# Brief
Pull out every line of the data below that contains the word "front" and copy each one unchanged. The match must respect case.

# Data provided
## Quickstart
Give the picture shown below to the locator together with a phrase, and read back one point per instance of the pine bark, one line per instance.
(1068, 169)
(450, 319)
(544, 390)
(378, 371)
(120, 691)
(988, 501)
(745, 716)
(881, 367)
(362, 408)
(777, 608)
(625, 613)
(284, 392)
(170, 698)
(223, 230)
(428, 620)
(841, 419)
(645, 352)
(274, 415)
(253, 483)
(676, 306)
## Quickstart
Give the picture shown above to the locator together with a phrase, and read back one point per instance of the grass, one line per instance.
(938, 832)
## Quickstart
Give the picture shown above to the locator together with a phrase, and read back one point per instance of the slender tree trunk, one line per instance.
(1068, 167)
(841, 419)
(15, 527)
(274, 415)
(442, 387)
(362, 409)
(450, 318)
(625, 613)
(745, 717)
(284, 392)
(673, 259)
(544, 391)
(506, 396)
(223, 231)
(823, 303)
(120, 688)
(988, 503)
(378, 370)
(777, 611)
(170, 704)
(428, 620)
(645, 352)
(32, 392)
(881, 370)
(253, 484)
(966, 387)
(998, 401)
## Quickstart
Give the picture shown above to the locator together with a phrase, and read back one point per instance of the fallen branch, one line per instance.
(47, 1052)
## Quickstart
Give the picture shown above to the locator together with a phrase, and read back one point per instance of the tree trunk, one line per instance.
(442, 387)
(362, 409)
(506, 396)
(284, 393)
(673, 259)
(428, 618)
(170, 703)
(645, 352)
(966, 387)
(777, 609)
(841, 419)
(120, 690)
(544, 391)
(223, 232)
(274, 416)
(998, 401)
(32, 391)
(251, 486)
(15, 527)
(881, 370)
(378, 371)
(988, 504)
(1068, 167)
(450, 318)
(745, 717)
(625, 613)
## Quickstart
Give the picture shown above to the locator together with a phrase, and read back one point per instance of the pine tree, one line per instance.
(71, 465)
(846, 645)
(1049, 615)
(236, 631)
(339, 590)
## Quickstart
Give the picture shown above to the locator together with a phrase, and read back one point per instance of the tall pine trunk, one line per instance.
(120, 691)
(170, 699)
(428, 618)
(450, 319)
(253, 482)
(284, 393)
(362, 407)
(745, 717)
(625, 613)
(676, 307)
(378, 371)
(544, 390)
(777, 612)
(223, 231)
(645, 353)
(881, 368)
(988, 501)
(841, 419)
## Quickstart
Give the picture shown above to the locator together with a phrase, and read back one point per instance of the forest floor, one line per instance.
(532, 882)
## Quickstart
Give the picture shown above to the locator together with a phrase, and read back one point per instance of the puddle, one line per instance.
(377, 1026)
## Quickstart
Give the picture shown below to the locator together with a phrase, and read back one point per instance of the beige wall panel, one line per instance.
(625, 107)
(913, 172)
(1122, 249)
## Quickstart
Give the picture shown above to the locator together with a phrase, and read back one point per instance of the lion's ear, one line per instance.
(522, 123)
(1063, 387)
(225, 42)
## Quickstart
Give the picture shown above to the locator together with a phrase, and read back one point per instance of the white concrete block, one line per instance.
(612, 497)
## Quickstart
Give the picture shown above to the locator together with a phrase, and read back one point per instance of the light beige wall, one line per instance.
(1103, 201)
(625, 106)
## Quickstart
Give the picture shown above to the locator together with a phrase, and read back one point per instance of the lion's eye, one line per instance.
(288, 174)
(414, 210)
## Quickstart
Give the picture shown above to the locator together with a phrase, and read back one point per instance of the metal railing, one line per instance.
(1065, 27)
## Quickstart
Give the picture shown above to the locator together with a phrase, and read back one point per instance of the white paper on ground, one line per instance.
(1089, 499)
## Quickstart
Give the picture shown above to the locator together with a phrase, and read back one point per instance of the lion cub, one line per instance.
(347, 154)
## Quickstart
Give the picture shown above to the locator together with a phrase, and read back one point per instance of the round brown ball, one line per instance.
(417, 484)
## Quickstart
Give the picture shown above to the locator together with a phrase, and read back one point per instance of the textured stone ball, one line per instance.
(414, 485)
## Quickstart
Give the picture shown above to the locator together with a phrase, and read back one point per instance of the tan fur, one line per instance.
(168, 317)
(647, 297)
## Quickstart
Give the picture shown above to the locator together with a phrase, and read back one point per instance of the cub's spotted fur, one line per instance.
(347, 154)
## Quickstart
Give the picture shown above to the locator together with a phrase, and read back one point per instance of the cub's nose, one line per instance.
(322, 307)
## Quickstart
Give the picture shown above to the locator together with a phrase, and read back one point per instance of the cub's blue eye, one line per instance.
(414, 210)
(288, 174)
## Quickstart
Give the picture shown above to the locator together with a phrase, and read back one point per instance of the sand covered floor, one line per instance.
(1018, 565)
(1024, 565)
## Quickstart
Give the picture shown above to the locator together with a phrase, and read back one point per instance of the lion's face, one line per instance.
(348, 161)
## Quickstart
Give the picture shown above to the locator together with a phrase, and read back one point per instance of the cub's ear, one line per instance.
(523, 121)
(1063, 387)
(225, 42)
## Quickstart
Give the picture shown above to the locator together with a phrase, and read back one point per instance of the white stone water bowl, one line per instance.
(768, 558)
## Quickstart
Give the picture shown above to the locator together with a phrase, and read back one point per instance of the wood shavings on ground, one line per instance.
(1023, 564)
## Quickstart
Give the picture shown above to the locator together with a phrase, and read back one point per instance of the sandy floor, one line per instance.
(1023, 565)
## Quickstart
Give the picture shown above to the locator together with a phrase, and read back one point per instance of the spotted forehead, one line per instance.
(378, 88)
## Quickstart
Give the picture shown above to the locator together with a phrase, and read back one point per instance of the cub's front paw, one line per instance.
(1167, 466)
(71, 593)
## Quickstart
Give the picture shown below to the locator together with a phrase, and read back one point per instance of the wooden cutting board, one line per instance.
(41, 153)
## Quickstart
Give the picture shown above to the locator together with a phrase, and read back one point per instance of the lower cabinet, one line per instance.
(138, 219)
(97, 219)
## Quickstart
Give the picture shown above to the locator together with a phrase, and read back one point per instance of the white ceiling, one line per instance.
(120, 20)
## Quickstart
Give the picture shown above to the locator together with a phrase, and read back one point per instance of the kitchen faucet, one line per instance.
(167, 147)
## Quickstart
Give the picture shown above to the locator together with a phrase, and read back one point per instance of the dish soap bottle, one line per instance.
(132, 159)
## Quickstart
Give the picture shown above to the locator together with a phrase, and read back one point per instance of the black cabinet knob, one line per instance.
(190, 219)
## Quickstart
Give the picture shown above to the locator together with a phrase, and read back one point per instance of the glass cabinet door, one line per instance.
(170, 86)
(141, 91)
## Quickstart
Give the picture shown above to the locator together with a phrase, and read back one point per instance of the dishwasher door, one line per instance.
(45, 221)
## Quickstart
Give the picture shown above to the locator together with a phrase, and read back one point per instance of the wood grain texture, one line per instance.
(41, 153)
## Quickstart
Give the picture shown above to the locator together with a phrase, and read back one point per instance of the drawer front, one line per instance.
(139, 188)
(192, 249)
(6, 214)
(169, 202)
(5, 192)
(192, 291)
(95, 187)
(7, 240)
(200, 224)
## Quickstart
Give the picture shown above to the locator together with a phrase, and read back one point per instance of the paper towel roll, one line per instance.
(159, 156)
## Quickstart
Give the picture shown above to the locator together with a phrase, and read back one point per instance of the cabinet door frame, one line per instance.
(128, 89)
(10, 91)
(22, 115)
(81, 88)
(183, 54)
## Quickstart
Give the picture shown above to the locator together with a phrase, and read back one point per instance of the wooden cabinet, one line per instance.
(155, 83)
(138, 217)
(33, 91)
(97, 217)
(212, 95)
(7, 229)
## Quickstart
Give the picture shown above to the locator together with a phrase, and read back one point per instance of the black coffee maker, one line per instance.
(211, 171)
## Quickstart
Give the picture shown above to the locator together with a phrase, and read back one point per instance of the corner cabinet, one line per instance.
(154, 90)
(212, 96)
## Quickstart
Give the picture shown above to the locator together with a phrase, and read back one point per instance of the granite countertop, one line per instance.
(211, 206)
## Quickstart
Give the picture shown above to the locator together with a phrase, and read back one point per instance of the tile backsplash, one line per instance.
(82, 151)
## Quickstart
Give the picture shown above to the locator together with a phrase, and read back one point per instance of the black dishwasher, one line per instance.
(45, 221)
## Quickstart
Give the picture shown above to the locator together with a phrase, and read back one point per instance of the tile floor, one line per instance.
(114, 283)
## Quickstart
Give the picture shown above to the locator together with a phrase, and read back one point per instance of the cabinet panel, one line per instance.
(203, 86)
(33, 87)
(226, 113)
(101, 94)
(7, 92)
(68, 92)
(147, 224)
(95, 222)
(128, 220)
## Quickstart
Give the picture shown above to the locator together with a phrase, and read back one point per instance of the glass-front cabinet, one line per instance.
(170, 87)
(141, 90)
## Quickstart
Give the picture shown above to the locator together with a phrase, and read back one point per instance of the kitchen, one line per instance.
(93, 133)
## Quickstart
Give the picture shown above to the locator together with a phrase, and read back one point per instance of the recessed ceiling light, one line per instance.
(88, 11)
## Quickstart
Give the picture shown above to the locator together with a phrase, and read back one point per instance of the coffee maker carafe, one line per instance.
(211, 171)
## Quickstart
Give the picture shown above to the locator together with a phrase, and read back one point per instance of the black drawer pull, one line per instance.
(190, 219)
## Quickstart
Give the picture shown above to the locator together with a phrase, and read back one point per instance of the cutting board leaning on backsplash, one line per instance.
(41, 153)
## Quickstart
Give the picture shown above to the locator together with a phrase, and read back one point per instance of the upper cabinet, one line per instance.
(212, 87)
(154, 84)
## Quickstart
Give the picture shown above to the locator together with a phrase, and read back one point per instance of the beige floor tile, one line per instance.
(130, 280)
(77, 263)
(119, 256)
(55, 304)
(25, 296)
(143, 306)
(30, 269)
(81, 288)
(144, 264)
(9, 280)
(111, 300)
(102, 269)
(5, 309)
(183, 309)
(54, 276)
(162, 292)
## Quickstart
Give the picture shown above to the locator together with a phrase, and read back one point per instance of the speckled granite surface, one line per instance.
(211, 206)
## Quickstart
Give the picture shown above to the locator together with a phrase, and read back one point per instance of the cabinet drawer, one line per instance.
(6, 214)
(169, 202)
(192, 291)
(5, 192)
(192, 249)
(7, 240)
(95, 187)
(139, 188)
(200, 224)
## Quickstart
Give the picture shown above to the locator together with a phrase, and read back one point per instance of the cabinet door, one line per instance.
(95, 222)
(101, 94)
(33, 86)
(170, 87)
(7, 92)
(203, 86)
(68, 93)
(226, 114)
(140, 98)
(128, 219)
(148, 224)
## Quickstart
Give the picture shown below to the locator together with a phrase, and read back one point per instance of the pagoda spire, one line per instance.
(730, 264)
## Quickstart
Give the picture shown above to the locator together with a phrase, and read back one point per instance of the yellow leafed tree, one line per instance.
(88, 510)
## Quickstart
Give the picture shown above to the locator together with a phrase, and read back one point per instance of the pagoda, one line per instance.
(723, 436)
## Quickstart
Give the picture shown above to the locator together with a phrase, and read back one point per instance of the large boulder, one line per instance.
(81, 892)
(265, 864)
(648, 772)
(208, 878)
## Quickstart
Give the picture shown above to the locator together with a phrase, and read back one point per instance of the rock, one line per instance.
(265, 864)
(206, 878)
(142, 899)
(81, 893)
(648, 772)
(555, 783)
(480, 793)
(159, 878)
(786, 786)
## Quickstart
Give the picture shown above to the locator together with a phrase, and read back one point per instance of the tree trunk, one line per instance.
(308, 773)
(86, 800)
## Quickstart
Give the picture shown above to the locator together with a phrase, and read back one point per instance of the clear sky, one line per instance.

# Reply
Give the picture shown above to the locator together with a phrase, and read back one point per instance of the cub's front paw, one line per instance.
Give the picture shown above to the locator together with a phrase, and read back one point per instance of the drawer front, one line per instance.
Give the picture shown above to the locator together with a phrase, and read back one point per instance of the glass-front cabinet, one line per instance.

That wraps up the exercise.